--- Reading passage ---
German health care. The sound of iron dropping

Series Title
Series Details No.8385, 24.7.04
Publication Date 24/07/2004
Content Type ,

Scrapping a 19th-century system is a difficult but necessary step

EVERY time a German worker consults a doctor, the historical achievement of Otto von Bismarck grows a little greater. So say admirers of the 19th-century chancellor who created an impressive social safety-net, with a system of health insurance funded by workers and their bosses.

As German history students know, the iron chancellor was “dropped” in 1890 by Kaiser Wilhelm II - but his legacy, in the field of health care, is intact. After more than a century of political strife, economic crises and world wars, Bismarck's ideas still underpin the financing of German medicine. Only now do some people seriously suggest letting the chancellor go.

[Recorded data]
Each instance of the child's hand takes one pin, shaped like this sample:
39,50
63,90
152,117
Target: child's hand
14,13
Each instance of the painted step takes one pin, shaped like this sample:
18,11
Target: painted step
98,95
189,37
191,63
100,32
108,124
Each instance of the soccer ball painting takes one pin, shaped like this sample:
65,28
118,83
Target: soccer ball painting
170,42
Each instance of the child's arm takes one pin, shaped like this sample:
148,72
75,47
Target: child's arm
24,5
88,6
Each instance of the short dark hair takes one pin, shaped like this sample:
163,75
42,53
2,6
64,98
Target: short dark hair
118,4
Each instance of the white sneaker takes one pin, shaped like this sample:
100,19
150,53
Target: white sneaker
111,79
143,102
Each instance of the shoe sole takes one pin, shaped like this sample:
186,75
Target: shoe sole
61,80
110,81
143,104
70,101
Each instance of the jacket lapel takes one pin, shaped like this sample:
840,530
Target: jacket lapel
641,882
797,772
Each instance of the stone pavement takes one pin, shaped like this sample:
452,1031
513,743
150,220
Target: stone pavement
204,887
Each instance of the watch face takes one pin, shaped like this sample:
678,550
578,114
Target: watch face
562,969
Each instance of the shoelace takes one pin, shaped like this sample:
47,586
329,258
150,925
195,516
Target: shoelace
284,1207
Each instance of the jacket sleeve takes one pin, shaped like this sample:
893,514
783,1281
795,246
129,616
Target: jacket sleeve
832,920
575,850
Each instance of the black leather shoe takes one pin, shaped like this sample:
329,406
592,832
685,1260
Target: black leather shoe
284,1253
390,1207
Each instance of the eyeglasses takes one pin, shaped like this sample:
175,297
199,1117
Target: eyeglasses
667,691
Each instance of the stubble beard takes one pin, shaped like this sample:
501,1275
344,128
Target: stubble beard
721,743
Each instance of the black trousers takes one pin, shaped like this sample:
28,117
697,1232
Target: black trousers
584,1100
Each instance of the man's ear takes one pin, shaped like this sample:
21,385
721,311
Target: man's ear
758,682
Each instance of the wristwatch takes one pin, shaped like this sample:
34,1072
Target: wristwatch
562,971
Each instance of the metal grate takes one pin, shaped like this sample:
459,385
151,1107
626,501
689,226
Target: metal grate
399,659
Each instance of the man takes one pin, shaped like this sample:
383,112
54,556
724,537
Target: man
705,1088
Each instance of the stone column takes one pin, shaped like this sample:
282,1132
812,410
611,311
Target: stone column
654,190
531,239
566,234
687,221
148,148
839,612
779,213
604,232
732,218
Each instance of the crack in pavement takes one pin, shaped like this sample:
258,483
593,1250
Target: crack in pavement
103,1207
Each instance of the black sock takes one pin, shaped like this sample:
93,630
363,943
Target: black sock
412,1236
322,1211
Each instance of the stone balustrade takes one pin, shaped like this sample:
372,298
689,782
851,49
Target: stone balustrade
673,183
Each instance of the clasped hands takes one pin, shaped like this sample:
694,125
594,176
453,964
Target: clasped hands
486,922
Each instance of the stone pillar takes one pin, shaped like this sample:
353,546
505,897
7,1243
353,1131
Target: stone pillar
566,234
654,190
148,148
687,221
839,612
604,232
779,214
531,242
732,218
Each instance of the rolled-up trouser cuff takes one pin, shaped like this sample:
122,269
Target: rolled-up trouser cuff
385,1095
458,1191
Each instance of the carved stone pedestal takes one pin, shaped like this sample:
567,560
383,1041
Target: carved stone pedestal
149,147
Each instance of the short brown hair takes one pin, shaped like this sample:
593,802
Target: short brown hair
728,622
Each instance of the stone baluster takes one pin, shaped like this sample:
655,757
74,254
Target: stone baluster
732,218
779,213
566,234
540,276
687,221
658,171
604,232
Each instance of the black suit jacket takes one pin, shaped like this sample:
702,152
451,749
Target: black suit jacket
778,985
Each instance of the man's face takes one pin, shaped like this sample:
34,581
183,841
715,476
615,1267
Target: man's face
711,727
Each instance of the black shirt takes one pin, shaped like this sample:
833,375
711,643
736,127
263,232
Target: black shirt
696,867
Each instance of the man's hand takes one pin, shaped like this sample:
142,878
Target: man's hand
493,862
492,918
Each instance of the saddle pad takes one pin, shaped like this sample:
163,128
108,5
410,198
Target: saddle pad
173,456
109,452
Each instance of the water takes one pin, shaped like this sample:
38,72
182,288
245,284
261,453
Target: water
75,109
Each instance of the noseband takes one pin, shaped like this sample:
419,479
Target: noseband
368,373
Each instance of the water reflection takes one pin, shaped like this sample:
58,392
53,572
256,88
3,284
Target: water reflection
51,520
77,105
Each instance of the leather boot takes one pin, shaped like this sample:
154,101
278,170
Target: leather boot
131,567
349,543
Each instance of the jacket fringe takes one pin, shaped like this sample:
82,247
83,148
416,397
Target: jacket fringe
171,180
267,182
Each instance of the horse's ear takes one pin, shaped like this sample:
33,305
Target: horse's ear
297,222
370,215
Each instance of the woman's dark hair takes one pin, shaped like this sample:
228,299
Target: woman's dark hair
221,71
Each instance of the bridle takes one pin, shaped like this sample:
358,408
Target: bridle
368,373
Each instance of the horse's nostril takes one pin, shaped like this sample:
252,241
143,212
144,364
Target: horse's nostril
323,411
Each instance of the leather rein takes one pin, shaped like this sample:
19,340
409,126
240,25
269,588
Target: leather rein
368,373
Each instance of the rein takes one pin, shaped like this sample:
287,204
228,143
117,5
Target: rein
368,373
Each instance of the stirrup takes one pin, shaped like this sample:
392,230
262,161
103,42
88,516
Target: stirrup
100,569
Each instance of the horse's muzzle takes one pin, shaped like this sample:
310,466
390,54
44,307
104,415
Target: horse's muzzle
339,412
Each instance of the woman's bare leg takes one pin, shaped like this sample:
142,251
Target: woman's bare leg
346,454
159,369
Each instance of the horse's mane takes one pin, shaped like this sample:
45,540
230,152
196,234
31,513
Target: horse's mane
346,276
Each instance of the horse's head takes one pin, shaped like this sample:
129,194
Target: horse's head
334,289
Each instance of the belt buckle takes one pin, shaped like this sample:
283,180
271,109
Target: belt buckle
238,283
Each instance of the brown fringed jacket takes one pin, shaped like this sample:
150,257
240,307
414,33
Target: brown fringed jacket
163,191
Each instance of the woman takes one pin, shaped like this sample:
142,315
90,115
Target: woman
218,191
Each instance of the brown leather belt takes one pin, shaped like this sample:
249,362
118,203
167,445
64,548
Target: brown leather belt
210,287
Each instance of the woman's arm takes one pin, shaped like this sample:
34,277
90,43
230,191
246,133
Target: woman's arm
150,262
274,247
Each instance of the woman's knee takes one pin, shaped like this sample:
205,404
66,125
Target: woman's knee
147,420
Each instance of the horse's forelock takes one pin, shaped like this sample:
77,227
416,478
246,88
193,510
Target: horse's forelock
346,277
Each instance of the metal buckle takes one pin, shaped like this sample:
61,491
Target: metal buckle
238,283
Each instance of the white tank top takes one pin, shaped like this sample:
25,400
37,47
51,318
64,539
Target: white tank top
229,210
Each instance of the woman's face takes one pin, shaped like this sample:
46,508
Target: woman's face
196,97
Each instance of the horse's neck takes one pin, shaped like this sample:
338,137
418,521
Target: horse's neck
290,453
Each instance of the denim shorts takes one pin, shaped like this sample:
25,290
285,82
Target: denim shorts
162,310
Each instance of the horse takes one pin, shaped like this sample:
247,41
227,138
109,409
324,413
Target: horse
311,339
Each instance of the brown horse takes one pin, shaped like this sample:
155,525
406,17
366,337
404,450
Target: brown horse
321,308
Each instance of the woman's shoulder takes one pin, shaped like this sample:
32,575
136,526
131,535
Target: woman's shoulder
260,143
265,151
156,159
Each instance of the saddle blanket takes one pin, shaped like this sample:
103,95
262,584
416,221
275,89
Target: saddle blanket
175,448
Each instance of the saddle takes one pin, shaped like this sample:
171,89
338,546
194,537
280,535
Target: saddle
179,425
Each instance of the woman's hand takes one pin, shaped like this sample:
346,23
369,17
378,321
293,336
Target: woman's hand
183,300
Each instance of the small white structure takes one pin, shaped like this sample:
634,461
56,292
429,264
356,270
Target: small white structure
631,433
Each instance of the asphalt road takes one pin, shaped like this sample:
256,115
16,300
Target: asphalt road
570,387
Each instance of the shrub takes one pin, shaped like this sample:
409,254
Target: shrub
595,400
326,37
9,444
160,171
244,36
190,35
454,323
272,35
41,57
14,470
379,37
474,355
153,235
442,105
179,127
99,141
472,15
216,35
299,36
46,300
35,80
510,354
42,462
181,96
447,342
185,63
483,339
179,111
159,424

--- Brief 1 ---
Can you extract the passage of the article on German health care from "EVERY time a" up to and including "and their bosses."?
--- Brief 2 ---
Could you continue the article on German health care from where it stops?

--- Answer section 1 ---
EVERY time a German worker consults a doctor, the historical achievement of Otto von Bismarck grows a little greater. So say admirers of the 19th-century chancellor who created an impressive social safety-net, with a system of health insurance funded by workers and their bosses.

--- Answer section 2 ---
Why the pressure for change? As in most western democracies, the cost of treatment is surging. What marks Germany out is the way that workers, and their employers, shoulder those costs, thanks to a system which acts as an increasingly prohibitive charge on labour.

Economics apart, there are tactical reasons why many politicians want to bring this issue to a head. For the centre-left government, which aims merely to modify Bismarck's legacy, a policy success would show voters that its reform agenda can be humane as well as tough. As for Angela Merkel, who leads the opposition Christian Democrats, she sees a chance to prove herself a real, Thatcherite mould-breaker.

So how has the argument developed? In the past 25 years, health-care finance has been tinkered with as many times. Reforms have aimed to cut costs and to reduce coverage. In January, dental benefits were trimmed and patients made to pay a fee of €10 ($12.40) per quarter for visits to the doctor. Such steps have kept spending by statutory health-insurance firms stable - although Germany spends a big share of its GDP on health.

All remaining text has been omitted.